Quoted passage >>
Fall harvest
60 new works
The Plainsmen Gallery’s Fall Harvest Group Show brings together the works of 17 artists, showcasing a dynamic range of mediums including sculpture, oil, acrylic and scratchboard. Presenting up to 60 works in total, collectors can view and purchase works from such noteworthy Western artists as John Coleman, David Yorke, Ed Natiya, John and Suzie Seerey-lester, Grant Hacking, Dennis Logsdon, Grant Redden, Terry Smith, Dustin Payne and Julia Rogers.
Coleman’s bronze Medicine of Mother Moon is a representation of the spiritual figure of the medicine woman in Native American culture. In the intricately detailed sculpture, a wizened woman holds a medicine staff, “which connects her to the earth and is adorned with many symbols representing the universe, including the stars, sun, moon and earth,” says Coleman. “Of her many roles, she is associated with healing, keeper of wisdom and watching over the children of the earth. She helps to interpret their visions and dreams and has a strong association to the cycles of life.”
Yorke’s oil Waiting for His Return shows a Sioux woman who appears to be deep in thought, waiting for something. He describes the context of the painting: “The nomadic lifestyle of the Sioux often involved journeys far from their encampments, following the migration of the bison, searching for food as well as the occasional situations of combat. Self-preservation sometimes saw many extremes of danger and unpredictability. The focus here was to illustrate an individual maiden, sitting away from her village, waiting for the return of the keepers of their tribe...my intent was to portray her with some sense of quiet anticipation, contemplating their coming home...which could be night or day .... any moment,” says Yorke. “Where she sits is in the direction where ‘they’ left.”
A pair of young aspens contrasted against a backdrop of warm copper tones attracts the eye
in Trevor Swanson’s Brothers of Spring, a work of oil and patina on steel. “Over the last few years I have developed this technique of using metals and traditional patina to create a unique surface to paint on,” Swanson explains. “When this piece started to develop the colors, it spoke to me of a special place up in Colorado where my family had a ranch for many years…this particular pair of younger trees were outliers of the main group [of aspens], and I imagined them as these two young and adventurous boys testing the limits of freedom as the spring brought back to life the world around them.”
The Fall Harvest Group Show will be on view November 16 to December 14; an artist reception takes place November 16 from 1 to 4 p.m.

Dataset entries >>
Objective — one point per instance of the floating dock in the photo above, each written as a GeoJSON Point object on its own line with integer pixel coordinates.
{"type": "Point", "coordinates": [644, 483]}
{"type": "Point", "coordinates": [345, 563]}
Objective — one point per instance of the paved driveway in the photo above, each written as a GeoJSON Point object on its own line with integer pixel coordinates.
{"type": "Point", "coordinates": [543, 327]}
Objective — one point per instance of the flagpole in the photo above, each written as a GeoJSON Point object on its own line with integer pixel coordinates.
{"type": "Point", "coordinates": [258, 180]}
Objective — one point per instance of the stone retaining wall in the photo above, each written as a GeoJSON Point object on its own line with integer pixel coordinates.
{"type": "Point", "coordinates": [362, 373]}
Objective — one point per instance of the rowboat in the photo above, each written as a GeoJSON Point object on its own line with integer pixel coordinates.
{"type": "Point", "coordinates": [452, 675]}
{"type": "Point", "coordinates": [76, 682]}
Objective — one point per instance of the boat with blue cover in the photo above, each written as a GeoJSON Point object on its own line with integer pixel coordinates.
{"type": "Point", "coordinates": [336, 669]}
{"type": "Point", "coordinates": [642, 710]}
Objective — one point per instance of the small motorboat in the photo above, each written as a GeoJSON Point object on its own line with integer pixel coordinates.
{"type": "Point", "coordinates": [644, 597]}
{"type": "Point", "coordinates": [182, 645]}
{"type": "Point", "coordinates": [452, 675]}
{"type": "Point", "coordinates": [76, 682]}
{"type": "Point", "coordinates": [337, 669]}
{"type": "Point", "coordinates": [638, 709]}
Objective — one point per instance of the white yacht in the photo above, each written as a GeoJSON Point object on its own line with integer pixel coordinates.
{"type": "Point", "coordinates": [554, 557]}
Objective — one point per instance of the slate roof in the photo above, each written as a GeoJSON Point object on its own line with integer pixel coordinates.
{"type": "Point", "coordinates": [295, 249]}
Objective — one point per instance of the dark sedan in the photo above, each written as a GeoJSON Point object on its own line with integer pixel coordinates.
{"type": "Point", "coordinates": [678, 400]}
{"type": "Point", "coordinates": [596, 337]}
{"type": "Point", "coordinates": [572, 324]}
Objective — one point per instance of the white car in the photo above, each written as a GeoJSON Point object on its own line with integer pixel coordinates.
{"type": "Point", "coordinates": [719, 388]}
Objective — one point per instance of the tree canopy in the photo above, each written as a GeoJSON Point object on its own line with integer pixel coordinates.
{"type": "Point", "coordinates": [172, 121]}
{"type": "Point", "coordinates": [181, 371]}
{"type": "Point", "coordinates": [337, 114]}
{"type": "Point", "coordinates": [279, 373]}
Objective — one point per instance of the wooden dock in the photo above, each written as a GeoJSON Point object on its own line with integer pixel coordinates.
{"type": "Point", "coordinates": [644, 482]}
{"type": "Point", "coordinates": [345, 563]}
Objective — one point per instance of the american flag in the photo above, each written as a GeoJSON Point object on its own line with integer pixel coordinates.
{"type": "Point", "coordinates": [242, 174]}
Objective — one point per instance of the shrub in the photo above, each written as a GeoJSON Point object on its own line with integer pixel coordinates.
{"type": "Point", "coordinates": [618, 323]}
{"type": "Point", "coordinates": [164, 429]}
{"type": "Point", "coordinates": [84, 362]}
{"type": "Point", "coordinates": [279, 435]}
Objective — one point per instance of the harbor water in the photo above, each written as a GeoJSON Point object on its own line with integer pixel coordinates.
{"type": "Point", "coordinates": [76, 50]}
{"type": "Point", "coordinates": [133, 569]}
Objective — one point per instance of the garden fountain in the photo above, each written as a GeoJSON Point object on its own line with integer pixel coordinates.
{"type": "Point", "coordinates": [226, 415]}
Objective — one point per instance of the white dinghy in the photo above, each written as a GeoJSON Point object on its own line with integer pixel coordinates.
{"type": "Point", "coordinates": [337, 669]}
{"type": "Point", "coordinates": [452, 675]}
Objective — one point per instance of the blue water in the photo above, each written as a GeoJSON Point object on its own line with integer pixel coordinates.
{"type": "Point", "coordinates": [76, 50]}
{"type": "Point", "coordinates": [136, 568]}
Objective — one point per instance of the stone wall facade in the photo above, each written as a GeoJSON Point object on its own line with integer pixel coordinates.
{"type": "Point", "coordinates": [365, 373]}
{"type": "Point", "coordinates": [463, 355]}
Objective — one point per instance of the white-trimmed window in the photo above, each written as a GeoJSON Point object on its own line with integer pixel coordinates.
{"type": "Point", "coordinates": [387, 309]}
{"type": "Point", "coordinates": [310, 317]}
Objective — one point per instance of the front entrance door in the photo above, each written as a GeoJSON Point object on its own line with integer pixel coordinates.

...

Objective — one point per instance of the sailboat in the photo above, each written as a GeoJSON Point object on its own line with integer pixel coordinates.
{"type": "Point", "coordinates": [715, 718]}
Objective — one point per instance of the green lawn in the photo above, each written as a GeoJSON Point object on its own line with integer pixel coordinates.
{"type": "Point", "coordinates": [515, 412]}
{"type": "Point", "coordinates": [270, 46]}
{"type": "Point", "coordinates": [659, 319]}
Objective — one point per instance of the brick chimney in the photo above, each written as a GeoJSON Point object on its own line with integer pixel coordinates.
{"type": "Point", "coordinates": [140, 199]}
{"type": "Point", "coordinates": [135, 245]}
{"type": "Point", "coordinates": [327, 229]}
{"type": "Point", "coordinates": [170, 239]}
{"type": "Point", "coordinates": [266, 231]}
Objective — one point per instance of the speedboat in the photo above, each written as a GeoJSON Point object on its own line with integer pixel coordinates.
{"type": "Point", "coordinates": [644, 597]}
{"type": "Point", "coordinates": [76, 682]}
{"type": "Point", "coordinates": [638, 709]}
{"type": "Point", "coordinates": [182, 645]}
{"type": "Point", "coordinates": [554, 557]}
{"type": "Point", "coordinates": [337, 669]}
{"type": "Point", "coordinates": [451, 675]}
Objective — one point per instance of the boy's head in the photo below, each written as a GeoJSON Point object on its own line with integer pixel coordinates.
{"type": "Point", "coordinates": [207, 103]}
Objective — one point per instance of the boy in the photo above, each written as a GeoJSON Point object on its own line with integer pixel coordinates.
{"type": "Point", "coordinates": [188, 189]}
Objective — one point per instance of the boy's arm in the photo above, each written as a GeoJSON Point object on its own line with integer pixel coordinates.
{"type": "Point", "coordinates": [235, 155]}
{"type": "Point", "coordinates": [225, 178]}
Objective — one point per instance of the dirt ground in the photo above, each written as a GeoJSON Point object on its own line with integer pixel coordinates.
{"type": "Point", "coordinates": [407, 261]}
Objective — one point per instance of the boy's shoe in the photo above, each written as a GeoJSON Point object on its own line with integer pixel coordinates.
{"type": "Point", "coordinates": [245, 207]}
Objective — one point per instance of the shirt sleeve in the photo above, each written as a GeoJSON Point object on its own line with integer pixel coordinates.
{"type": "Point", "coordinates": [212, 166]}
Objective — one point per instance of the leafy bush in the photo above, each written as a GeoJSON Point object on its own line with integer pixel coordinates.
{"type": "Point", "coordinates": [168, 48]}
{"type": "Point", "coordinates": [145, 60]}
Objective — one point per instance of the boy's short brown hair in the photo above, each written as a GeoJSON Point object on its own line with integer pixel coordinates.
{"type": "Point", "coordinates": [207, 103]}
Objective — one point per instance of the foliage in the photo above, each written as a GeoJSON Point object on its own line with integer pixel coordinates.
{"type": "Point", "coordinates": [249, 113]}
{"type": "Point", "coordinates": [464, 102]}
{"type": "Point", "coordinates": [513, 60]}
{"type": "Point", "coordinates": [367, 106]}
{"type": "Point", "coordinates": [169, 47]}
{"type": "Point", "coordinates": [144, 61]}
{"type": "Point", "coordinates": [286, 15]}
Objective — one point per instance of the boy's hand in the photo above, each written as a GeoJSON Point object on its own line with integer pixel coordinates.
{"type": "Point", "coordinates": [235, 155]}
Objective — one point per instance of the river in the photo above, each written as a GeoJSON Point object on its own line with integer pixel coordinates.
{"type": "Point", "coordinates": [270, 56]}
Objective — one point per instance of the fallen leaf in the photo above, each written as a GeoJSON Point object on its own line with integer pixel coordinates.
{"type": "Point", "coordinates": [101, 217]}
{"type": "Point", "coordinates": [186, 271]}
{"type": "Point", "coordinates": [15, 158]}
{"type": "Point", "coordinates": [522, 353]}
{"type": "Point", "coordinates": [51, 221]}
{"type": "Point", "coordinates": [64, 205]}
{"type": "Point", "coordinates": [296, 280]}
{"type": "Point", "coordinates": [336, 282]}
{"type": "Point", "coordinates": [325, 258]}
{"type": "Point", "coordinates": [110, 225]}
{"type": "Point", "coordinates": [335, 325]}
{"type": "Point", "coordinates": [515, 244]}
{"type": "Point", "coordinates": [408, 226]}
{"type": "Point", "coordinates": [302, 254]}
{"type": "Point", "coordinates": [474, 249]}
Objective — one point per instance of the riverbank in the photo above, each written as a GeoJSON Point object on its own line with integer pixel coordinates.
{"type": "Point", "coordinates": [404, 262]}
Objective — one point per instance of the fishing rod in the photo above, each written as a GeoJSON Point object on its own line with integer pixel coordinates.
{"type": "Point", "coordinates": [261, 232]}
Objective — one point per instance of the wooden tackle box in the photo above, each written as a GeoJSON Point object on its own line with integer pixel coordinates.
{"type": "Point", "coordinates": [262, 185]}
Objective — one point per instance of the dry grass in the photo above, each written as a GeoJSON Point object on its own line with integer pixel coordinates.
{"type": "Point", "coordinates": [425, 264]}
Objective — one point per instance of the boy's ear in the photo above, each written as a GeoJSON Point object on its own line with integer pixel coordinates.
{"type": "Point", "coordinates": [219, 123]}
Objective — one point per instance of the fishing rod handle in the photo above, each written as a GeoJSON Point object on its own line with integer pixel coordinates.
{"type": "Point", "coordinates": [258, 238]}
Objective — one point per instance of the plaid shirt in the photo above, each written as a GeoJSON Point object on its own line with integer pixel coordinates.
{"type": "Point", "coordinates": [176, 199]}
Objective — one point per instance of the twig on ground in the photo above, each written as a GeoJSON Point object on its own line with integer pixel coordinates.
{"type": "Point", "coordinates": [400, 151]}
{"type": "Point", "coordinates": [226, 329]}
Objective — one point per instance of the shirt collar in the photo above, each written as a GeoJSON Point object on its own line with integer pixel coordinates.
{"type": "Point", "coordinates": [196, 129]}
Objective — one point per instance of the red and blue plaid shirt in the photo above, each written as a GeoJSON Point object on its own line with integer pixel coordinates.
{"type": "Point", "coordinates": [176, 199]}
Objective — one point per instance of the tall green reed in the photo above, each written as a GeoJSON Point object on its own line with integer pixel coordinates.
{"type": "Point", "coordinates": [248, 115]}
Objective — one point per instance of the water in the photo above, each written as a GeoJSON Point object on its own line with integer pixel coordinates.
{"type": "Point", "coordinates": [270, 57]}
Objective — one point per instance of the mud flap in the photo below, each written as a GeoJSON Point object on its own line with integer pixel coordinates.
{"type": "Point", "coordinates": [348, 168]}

Check your understanding >>
(1) List the mediums that the article on the Fall Harvest show says the group show covers.
(2) Translate this sentence from the article on the Fall Harvest show into Spanish: "The Fall Harvest Group Show will be on view November 16 to December 14; an artist reception takes place November 16 from 1 to 4 p.m."

Answers >>
(1) Sculpture, oil, acrylic and scratchboard

(2) La exposición colectiva Fall Harvest Group Show podrá verse del 16 de noviembre al 14 de diciembre; el 16 de noviembre, de 1 a 4 p. m., tendrá lugar una recepción con los artistas.